Rewrite every line of the material below, from the line containing "of the palm" through the end of the material, inclusive, shifting each coordinate in the answers by adding 45 to it. Leave all other text and numbers unchanged.
--------
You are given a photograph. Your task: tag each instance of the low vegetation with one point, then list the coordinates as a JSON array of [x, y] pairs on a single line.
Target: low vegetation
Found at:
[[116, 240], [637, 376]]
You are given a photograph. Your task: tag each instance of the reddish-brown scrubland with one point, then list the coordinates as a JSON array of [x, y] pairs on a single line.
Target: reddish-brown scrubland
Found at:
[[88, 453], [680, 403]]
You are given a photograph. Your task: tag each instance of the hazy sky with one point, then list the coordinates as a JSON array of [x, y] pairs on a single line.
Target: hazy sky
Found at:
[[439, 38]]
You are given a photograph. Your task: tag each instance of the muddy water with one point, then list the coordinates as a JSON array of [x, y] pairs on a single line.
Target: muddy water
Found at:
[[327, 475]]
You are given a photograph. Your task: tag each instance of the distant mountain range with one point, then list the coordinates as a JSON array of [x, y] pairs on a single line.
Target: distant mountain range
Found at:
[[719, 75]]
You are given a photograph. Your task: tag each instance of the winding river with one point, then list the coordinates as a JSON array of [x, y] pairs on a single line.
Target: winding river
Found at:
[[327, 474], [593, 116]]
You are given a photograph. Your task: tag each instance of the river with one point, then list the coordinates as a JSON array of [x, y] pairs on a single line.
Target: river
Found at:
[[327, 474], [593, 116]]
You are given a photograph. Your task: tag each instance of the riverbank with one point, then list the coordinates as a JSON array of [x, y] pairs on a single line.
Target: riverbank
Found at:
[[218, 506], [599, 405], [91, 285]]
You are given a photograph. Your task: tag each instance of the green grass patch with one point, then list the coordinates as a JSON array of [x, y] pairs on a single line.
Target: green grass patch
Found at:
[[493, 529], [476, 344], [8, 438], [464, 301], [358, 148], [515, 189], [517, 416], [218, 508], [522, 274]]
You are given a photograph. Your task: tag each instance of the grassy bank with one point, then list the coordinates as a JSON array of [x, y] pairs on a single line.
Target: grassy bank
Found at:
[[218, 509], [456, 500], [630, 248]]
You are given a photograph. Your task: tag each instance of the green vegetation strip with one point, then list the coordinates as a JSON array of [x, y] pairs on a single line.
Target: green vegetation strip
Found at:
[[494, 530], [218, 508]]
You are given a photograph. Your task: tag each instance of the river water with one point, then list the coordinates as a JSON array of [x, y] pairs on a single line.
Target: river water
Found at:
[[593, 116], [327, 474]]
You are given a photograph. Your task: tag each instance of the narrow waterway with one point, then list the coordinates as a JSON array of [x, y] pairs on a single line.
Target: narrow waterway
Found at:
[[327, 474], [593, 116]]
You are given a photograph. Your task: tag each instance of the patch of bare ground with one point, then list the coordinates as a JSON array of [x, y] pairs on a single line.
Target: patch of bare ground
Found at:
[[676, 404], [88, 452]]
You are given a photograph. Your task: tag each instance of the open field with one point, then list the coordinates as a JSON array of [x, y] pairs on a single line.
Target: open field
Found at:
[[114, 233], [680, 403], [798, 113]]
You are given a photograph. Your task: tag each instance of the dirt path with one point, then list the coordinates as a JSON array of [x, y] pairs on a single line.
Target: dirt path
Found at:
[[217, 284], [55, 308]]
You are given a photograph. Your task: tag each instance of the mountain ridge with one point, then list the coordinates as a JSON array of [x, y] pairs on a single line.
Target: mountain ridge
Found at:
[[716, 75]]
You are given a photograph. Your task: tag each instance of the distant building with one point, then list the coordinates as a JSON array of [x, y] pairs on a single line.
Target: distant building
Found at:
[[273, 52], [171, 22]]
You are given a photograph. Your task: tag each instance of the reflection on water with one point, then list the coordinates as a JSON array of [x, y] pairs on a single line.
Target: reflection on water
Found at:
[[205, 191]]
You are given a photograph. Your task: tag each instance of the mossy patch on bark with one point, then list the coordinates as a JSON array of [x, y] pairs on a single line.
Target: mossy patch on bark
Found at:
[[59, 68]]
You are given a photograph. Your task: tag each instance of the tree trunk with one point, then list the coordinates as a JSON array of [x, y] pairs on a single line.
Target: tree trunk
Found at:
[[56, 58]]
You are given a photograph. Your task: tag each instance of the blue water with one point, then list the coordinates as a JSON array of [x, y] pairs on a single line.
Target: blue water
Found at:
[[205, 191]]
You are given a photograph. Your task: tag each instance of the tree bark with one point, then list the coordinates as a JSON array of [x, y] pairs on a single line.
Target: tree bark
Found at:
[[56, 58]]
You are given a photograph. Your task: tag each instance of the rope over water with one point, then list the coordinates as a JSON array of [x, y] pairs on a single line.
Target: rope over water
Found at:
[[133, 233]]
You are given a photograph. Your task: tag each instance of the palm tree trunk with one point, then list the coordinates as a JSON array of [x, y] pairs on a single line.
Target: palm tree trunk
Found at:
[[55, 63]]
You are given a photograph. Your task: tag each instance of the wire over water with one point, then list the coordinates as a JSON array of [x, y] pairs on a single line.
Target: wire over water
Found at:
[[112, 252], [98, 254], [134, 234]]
--------
Exercise solution:
You are given a photograph. Your task: tag each instance of the palm tree trunk with one point, then list the coordinates as a JSON array of [x, y] pairs on a single line.
Target: palm tree trunk
Found at:
[[100, 108]]
You are given a photograph. Your task: tag each instance of the wire over water with one point, then list the coordinates as a JSON array of [x, y] pairs on a single line.
Target: wire over water
Found at:
[[157, 297], [143, 299], [179, 279]]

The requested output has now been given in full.